--- Information provided ---
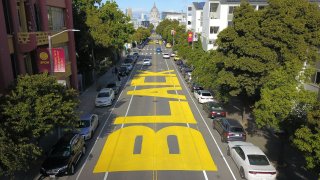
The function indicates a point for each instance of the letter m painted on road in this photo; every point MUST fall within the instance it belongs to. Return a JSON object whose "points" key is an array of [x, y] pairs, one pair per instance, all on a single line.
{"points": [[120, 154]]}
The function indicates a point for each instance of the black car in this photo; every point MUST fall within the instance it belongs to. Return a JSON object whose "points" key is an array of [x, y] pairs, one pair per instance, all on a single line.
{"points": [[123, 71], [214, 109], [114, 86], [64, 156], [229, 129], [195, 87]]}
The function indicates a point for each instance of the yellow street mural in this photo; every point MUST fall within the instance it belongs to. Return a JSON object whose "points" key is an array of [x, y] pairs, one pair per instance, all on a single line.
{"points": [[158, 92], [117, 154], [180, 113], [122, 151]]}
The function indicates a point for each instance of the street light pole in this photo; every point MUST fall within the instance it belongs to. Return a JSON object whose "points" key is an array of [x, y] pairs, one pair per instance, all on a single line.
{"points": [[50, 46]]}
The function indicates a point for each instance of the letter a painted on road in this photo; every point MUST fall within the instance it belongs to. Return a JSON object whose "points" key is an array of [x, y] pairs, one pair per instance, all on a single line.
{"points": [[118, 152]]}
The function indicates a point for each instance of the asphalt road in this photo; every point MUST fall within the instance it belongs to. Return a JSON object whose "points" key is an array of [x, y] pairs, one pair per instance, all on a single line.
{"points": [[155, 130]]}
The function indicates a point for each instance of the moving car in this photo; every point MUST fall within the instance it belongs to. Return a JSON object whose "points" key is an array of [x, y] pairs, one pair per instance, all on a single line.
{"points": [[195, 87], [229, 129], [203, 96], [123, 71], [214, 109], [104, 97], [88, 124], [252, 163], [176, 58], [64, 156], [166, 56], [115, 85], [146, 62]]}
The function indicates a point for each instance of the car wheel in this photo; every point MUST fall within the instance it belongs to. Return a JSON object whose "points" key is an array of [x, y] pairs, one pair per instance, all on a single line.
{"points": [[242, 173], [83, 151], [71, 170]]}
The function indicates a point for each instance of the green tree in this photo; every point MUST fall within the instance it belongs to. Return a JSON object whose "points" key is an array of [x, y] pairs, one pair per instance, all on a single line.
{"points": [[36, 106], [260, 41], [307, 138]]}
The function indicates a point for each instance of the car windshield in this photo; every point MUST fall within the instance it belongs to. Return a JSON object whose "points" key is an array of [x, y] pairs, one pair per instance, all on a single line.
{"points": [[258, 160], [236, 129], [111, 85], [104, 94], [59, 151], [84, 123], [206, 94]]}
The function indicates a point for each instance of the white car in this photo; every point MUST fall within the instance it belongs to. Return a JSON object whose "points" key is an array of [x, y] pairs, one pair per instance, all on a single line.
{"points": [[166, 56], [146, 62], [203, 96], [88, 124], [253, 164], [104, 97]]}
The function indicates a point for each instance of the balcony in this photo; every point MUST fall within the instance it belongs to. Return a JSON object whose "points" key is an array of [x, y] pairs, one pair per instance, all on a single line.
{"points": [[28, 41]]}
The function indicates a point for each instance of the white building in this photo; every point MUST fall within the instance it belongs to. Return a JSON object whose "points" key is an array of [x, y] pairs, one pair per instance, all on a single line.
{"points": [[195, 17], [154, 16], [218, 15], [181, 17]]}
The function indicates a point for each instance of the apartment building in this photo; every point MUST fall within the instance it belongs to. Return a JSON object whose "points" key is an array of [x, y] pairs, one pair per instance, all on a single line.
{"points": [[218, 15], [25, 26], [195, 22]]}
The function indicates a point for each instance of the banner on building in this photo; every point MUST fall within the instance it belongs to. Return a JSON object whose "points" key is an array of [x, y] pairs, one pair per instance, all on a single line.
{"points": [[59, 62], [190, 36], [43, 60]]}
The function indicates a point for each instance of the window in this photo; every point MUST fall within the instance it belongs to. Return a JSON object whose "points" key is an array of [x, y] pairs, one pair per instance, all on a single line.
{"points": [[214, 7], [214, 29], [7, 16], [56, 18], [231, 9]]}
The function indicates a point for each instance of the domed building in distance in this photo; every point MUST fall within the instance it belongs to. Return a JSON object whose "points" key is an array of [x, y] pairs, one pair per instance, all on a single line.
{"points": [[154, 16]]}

==

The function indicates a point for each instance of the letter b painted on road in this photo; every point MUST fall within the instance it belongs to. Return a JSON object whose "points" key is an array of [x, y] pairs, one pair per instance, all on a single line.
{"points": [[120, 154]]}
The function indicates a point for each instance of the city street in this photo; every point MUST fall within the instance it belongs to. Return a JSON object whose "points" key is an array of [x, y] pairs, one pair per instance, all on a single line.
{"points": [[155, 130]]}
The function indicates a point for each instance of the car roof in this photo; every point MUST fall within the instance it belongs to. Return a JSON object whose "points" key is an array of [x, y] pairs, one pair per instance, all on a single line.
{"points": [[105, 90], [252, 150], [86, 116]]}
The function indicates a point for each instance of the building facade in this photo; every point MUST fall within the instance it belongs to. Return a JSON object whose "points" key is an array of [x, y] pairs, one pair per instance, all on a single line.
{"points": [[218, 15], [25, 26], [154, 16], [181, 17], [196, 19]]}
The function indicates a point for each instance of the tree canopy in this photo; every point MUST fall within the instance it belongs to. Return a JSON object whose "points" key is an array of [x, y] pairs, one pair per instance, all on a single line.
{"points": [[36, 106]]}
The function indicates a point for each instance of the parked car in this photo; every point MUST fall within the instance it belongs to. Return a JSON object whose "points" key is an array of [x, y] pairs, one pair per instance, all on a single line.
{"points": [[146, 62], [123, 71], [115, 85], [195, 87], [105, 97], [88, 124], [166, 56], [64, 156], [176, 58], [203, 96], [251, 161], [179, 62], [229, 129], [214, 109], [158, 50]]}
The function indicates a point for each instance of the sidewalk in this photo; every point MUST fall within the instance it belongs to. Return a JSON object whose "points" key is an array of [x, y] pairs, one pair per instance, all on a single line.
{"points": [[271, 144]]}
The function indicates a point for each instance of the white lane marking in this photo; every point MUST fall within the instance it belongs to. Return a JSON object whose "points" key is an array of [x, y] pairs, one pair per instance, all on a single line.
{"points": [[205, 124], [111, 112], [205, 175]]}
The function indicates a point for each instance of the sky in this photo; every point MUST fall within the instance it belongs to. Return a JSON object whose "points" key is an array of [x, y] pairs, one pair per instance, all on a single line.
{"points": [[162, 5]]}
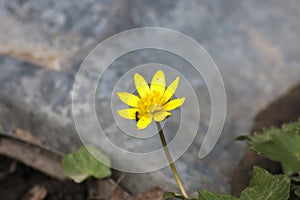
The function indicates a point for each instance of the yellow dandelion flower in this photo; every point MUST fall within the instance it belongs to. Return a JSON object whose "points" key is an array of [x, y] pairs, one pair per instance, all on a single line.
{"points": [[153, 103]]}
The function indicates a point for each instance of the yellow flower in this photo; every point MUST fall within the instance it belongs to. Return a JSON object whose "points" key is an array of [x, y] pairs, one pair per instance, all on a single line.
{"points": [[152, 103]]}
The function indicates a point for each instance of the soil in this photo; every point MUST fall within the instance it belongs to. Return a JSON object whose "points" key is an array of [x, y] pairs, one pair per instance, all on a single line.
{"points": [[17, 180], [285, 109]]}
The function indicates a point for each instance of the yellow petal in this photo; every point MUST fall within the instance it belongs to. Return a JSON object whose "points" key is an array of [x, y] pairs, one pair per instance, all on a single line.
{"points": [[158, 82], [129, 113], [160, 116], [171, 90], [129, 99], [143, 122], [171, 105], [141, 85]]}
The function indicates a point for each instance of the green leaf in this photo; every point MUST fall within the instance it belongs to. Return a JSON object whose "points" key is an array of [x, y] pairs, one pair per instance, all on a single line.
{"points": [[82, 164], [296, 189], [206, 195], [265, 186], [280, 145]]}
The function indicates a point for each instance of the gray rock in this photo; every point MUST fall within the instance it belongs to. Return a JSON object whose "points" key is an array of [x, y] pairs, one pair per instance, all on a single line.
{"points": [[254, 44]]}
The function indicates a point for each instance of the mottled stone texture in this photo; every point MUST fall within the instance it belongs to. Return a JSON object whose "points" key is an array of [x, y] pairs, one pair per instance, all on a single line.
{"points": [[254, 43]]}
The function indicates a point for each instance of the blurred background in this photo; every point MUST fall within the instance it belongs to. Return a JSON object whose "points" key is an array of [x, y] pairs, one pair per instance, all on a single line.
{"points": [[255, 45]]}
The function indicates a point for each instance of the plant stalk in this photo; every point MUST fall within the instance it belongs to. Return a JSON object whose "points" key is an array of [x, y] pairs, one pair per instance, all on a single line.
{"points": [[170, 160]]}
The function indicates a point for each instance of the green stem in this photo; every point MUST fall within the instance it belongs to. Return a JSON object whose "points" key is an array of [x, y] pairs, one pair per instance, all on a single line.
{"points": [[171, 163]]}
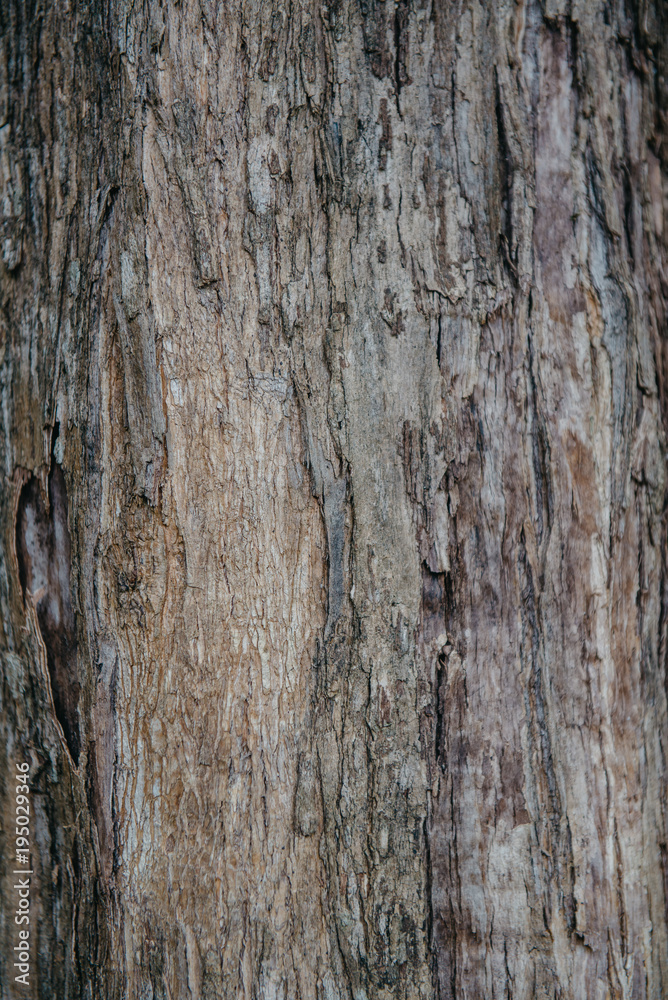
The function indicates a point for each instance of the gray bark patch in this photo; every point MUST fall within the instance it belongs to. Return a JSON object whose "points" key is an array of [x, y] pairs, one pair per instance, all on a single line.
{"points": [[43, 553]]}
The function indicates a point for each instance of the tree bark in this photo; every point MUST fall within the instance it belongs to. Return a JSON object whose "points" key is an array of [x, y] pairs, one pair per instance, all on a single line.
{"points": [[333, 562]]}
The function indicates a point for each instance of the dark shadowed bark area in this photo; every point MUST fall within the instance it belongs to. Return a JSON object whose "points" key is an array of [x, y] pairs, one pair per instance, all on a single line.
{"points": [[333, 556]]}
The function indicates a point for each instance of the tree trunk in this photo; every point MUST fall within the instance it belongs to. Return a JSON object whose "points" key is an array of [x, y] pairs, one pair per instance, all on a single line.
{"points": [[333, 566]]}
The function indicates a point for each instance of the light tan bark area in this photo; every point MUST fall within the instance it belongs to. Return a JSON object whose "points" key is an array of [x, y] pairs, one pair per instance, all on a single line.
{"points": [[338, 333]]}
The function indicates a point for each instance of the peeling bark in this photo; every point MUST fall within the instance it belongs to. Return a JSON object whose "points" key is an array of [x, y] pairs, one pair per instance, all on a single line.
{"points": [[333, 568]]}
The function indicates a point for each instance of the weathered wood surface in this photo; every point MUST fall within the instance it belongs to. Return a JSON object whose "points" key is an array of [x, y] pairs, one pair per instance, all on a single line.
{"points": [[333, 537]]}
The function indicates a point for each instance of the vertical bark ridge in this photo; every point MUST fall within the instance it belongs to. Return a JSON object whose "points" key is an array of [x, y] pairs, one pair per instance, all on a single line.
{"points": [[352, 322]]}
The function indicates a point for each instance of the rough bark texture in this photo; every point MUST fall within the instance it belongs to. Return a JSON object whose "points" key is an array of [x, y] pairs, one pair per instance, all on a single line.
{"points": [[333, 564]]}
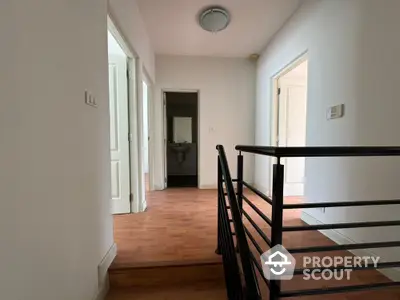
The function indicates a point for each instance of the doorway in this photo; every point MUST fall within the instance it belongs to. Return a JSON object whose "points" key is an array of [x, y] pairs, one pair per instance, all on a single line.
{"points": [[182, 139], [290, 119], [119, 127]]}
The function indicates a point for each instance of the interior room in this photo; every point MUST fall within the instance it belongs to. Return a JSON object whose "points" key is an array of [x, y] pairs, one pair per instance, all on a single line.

--

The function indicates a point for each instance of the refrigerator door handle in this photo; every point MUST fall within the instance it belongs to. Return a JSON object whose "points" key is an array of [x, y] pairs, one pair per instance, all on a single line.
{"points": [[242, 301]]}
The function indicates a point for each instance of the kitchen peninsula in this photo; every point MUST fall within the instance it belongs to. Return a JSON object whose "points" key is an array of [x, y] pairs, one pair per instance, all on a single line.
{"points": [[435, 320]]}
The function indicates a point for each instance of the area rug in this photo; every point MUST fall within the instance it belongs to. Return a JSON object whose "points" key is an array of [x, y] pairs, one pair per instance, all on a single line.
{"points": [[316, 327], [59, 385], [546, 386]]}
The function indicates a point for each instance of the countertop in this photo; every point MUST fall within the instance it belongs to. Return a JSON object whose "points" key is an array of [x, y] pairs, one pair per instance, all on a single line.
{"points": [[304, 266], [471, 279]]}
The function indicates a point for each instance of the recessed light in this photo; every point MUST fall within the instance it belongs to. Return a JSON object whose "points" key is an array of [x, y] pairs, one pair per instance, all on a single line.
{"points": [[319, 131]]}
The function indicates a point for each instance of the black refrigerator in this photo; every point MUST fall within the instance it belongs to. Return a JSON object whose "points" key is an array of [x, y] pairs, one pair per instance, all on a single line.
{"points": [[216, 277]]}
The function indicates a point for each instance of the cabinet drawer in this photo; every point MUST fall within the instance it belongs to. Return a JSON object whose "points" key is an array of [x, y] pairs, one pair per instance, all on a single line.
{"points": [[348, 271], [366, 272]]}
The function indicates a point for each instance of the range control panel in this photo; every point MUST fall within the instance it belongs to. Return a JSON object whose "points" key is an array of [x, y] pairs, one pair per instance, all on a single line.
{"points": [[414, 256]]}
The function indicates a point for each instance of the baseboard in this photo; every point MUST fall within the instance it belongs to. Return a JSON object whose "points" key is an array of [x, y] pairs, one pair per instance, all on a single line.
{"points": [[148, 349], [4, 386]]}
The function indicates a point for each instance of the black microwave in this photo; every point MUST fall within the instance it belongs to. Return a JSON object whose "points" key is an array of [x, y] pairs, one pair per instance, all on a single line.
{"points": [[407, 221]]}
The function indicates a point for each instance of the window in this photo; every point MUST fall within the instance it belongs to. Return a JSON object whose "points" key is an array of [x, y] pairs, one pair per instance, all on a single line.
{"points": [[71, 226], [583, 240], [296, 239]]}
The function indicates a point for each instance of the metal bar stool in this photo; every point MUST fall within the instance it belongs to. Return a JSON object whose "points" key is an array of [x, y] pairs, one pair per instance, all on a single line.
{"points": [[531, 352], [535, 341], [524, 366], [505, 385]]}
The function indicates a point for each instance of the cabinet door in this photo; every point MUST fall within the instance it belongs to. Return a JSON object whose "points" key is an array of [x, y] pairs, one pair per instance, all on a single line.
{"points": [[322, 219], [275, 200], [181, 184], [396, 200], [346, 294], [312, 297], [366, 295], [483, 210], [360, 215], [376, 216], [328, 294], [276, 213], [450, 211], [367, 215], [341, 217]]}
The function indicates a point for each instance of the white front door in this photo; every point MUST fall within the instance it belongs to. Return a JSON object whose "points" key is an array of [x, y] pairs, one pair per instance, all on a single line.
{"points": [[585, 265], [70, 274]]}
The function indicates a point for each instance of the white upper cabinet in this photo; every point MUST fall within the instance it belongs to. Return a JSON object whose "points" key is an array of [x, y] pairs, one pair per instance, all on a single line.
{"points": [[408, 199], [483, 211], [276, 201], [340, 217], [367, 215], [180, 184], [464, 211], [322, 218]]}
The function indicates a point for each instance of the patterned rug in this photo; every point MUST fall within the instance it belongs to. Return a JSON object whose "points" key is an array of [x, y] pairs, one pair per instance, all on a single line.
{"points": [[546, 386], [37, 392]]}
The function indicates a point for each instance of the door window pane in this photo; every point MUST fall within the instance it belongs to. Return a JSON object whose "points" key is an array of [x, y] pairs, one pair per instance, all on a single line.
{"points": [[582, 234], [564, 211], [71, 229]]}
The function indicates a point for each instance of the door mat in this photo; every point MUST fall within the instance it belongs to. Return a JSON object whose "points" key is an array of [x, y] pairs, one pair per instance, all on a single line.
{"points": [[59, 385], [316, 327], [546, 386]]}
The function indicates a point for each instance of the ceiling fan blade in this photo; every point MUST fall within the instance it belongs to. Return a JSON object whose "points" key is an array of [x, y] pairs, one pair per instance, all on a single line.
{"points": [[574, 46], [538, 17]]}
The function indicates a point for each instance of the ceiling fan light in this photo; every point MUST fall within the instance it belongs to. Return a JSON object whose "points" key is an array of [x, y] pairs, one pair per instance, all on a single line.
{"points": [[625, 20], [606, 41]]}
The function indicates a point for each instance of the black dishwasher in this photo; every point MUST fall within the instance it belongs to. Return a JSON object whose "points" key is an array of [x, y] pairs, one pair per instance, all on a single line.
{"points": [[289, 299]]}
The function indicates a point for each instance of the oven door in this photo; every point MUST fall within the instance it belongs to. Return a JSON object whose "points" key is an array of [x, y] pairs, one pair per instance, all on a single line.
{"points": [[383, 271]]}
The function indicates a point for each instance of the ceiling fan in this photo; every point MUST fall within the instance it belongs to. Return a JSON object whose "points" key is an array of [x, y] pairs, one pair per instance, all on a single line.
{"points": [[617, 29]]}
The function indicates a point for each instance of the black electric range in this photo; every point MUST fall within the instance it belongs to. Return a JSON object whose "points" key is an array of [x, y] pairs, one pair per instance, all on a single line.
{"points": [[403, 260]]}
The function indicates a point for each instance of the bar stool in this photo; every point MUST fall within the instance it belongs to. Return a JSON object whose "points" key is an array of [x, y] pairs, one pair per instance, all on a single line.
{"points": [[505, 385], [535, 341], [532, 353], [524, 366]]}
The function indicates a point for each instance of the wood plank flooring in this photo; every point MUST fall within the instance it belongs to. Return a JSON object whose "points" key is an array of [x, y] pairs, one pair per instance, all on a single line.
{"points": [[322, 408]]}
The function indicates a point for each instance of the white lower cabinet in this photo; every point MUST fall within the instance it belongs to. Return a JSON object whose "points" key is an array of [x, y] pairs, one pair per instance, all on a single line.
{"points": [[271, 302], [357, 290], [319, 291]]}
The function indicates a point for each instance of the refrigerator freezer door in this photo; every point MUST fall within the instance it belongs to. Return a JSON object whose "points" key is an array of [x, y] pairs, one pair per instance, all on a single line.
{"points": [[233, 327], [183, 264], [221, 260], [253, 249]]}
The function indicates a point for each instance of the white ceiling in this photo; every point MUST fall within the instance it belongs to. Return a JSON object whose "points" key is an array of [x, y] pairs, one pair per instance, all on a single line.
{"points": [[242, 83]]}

--- Work to do ---
Pick out every line of the material above that contains the string "wood", treating uppercase and lowercase letters as distinct.

--- Response ---
The function indicates a point for each instance of the weathered wood surface in this photo; every point MUST fall within the instance it belongs to. Return a JSON object whose "points" key is an array of [x, y] pairs, one pair per instance, all on a single line.
The function indicates a point for each instance of the wood plank flooring in this photo; every point MUST fall within the instance it belongs to. Return a JSON object whose "points" key is an array of [x, y] pairs, one pair per instance, all on a single line.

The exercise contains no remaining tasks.